WRITTEN INSTRUCTION 1
Sum up the patch note below in two sentences.
——————————
From bb5ab738ba2e4e12dc0739de3da51fe244f6e483 Mon Sep 17 00:00:00 2001
From: Filip Janus <fjanus@redhat.com>
Date: Thu, 31 Jul 2025 14:02:16 +0200
Subject: [PATCH v20251001 01/25] Add transparent compression for temporary
 files

This commit implements transparent compression for temporary files in PostgreSQL,
specifically designed for hash join operations that spill to disk.

Features:
- Support for LZ4 and PGLZ compression algorithms
- GUC parameter 'temp_file_compression' to control compression
- Transparent compression/decompression in BufFile layer
- Shared compression buffer to minimize memory allocation
- Hash join integration using BufFileCreateCompressTemp()
——————————
WRITTEN INSTRUCTION 2
Pull out every line of the records below that contains the string "field". Case counts.

LISTED ENTRIES
——————————
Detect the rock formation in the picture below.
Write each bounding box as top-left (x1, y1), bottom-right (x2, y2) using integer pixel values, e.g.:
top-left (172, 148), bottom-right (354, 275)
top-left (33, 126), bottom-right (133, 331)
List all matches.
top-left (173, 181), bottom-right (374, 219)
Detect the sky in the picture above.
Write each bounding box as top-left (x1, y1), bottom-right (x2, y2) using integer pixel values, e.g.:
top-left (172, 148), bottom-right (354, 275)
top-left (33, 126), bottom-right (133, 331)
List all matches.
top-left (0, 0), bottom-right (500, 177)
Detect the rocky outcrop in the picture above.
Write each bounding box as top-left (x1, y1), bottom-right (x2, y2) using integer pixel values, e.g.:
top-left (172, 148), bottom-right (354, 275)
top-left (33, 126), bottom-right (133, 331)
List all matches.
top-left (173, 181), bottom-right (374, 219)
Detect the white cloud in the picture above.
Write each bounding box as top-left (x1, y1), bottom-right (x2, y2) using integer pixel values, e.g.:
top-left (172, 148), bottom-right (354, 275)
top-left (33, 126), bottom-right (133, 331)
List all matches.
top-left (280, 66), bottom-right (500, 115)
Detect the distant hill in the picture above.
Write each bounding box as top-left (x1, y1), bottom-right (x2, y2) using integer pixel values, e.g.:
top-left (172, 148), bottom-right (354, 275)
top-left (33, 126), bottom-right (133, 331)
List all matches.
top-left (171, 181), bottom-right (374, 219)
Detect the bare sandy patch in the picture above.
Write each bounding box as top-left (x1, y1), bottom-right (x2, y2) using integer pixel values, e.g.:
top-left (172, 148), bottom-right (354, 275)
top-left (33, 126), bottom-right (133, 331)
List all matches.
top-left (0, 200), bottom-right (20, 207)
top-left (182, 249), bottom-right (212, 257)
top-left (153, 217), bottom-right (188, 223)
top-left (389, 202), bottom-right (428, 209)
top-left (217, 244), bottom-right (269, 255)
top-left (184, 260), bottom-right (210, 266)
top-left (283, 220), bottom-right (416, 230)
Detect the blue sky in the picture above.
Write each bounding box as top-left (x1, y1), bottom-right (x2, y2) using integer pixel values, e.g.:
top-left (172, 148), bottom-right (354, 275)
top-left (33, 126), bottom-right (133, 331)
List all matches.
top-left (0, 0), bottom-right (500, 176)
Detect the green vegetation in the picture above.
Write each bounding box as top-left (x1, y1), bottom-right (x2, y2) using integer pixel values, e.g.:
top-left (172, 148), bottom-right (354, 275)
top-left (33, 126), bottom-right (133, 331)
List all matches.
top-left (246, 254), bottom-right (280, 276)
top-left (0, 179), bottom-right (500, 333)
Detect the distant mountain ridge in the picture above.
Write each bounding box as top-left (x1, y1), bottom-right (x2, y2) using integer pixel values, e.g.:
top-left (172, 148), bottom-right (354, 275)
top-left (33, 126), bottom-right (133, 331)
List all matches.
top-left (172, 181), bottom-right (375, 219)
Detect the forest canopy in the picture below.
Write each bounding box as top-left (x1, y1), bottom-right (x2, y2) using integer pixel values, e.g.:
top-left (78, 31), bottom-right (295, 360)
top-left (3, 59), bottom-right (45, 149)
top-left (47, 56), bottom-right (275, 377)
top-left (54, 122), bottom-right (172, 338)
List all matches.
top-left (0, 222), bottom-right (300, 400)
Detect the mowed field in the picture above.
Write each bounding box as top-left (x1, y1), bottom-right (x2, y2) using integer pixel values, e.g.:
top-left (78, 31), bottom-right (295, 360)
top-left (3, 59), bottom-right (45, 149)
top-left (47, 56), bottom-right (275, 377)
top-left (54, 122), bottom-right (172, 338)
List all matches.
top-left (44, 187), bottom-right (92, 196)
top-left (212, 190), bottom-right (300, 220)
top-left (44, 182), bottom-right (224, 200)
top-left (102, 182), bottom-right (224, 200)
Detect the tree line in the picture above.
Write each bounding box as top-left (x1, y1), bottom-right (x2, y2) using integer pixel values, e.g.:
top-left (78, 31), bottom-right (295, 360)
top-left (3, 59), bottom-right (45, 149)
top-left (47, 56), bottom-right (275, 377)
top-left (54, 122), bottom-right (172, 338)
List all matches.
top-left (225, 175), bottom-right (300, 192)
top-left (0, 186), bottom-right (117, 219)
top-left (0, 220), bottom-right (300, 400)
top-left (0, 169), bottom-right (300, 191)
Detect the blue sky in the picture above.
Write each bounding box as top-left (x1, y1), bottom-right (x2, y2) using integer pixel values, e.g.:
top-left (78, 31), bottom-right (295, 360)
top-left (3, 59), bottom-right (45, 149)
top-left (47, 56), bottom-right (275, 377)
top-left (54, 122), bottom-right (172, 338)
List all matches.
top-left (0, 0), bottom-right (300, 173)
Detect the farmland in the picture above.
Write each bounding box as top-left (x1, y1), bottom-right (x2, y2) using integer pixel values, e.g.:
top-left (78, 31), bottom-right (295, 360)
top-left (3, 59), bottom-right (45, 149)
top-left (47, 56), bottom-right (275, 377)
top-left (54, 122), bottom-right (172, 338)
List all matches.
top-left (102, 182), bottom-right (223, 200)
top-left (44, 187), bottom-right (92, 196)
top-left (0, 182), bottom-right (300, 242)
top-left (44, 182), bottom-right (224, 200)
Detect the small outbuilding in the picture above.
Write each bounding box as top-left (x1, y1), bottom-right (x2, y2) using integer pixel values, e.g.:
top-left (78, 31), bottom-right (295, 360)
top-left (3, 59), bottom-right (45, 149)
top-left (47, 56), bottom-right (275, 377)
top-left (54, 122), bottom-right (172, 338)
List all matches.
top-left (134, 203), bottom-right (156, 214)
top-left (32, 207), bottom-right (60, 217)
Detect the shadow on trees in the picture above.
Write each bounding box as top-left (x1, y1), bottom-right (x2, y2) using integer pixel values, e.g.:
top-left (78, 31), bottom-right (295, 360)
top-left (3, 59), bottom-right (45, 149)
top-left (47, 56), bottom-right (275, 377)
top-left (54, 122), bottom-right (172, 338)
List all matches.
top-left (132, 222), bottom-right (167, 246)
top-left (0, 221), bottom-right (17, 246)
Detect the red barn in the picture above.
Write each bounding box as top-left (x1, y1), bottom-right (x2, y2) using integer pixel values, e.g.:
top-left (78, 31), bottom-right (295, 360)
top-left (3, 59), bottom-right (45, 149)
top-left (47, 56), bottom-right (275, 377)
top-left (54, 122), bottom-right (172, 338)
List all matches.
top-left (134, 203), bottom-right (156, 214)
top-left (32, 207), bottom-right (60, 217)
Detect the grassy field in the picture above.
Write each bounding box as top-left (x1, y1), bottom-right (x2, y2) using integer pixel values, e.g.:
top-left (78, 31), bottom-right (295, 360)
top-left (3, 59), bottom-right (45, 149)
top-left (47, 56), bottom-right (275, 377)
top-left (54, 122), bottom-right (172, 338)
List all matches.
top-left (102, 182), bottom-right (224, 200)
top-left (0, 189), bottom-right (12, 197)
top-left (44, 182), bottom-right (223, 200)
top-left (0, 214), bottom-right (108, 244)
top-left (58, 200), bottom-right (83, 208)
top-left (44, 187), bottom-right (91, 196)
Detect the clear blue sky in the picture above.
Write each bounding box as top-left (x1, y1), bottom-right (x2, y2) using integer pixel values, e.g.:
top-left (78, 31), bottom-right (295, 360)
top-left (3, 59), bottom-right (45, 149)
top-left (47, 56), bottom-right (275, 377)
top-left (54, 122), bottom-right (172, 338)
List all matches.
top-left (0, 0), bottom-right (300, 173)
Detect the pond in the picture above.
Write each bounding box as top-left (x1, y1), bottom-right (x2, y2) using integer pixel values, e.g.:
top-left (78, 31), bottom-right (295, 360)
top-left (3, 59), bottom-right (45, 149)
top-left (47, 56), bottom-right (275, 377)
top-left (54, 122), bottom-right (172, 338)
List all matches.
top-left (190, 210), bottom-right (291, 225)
——————————
OUTPUT 1
This commit adds transparent compression for temporary files in PostgreSQL, designed for hash join operations that spill to disk. It supports the LZ4 and PGLZ algorithms, adds a GUC parameter 'temp_file_compression' to control compression, handles compression and decompression in the BufFile layer, uses a shared compression buffer to minimize memory allocation, and integrates with hash joins through BufFileCreateCompressTemp().

OUTPUT 2
Detect the mowed field in the picture above.
Detect the grassy field in the picture above.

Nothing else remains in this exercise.